===== MATERIAL =====
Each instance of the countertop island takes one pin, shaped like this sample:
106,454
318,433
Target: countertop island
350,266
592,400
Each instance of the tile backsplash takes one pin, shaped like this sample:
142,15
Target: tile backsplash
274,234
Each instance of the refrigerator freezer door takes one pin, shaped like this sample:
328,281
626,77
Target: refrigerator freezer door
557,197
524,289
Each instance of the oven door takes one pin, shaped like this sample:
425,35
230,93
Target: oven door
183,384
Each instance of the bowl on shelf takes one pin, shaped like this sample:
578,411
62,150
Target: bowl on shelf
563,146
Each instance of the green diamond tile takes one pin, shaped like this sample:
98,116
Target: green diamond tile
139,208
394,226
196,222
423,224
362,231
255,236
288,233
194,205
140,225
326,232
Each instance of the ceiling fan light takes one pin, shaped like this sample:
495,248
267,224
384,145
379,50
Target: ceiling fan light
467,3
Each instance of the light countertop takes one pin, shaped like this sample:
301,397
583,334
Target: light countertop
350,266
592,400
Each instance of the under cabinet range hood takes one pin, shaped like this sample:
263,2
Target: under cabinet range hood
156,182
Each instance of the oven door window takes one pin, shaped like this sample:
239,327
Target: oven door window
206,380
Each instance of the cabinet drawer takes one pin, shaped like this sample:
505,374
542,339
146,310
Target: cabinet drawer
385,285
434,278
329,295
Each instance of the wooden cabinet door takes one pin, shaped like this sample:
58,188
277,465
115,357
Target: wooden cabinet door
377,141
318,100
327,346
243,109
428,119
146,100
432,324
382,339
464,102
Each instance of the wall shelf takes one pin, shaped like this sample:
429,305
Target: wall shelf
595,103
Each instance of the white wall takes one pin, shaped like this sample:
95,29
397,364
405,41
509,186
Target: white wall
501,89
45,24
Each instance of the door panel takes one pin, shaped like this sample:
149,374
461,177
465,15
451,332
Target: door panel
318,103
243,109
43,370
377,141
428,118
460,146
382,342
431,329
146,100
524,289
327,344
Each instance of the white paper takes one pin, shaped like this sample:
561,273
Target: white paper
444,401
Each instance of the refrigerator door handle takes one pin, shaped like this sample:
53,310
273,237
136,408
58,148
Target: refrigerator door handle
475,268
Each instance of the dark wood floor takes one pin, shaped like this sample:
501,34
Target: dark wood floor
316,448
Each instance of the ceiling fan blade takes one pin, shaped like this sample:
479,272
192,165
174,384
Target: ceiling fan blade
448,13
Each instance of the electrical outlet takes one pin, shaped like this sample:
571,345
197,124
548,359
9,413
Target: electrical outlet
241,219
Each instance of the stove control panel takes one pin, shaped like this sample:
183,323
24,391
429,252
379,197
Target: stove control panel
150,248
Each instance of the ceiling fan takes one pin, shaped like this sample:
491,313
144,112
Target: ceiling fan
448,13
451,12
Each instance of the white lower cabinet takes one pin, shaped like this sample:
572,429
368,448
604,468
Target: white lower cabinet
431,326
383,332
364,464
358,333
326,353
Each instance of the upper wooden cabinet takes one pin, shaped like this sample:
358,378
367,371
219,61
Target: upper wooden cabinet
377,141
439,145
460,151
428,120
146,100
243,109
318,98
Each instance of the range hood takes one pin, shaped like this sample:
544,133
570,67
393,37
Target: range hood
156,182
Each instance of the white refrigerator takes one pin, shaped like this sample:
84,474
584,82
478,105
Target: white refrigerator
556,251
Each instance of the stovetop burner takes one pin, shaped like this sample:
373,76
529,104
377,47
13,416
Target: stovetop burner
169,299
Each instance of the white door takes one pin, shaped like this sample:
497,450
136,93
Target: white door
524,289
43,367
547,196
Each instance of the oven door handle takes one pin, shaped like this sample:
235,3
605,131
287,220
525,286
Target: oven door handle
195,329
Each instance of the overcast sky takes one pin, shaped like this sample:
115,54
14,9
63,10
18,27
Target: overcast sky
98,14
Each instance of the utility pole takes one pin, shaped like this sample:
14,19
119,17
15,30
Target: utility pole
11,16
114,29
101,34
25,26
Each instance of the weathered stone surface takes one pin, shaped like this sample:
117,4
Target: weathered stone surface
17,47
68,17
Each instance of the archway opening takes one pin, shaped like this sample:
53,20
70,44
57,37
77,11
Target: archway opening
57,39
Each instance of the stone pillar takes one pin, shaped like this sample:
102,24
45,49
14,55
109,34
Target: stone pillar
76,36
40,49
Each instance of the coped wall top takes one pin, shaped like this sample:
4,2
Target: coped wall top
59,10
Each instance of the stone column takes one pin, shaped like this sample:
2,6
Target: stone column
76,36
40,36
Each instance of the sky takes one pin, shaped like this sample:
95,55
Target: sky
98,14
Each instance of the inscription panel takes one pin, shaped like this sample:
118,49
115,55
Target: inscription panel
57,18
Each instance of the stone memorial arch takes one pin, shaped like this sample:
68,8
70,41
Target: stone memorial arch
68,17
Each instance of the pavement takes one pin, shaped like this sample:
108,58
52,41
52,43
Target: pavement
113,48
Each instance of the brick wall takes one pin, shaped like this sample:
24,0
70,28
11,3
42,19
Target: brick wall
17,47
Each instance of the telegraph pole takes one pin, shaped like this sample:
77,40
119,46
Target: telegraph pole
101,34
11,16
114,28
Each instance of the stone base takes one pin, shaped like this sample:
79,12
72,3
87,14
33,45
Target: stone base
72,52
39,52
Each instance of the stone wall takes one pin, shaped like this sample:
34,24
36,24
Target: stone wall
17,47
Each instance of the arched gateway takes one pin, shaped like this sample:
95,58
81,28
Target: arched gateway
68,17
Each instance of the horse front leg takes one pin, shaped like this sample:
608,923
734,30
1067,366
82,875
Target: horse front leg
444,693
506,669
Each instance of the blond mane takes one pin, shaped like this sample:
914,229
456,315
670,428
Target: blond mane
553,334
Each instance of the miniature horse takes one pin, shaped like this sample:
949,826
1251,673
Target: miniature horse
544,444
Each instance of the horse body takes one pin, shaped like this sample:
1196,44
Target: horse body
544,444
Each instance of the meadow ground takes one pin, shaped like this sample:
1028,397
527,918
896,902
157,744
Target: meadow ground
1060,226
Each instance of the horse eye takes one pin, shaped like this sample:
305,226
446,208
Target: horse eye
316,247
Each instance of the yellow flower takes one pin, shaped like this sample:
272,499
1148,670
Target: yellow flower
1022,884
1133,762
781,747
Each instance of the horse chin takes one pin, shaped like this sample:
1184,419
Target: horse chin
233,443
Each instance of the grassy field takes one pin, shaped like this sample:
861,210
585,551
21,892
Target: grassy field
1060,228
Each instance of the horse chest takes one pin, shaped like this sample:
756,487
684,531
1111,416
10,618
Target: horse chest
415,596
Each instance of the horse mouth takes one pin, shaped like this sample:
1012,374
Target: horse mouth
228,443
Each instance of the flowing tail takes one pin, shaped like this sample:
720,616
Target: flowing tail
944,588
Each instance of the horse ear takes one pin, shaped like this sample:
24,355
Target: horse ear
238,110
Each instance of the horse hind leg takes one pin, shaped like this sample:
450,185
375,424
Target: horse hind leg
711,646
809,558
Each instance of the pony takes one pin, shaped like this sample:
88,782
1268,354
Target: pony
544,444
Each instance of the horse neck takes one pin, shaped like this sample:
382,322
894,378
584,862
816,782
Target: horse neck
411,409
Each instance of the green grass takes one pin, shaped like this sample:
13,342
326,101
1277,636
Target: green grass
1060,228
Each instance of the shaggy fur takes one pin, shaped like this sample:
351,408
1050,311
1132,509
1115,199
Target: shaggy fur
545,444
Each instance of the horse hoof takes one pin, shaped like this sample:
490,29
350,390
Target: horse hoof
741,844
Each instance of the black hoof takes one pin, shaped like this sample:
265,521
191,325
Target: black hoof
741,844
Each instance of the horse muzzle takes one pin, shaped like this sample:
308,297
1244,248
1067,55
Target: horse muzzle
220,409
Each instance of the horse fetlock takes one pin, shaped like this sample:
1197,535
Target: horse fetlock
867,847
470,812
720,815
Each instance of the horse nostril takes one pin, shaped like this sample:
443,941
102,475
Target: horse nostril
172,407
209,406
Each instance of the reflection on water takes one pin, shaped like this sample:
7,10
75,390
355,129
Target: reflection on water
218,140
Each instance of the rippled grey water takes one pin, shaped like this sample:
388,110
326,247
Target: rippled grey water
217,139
=====
Only the lines from the one that contains "Each instance of the green grass" through the last line should be repeated, each exactly as it stands, with both ends included.

▸ RESULT FOR THIS TASK
Each instance of the green grass takes one pin, shaped like this sample:
13,342
326,101
1277,636
Target: green grass
1060,228
Each instance of the shaggy fur takes one pin, shaped like this sample:
351,408
1050,311
1132,509
1115,199
Target: shaggy fur
545,444
Each instance of the horse hoof takes one pin, shaped like this sample:
490,29
350,390
Target: horse hoof
741,844
Each instance of the black hoof takes one pin, shaped like this sample:
265,521
191,325
Target: black hoof
741,844
Each instance of the horse muzzle takes one pin, shaped like this sample:
308,297
1244,248
1067,55
Target: horse muzzle
220,409
Each instance of the horse fetlock takes one pin, shaped like this sample:
1197,535
Target: horse fetlock
867,847
470,812
720,815
Each instance of the horse nostril takes one pin, shaped like this sample:
443,941
102,475
Target: horse nostril
172,407
209,406
Each instance of the reflection on water takes one pin, shaped like this sample:
7,10
75,390
355,129
Target: reflection on water
218,140
Each instance of the rippled grey water takes one pin, shaped like this sample:
388,110
326,247
Target: rippled grey water
217,139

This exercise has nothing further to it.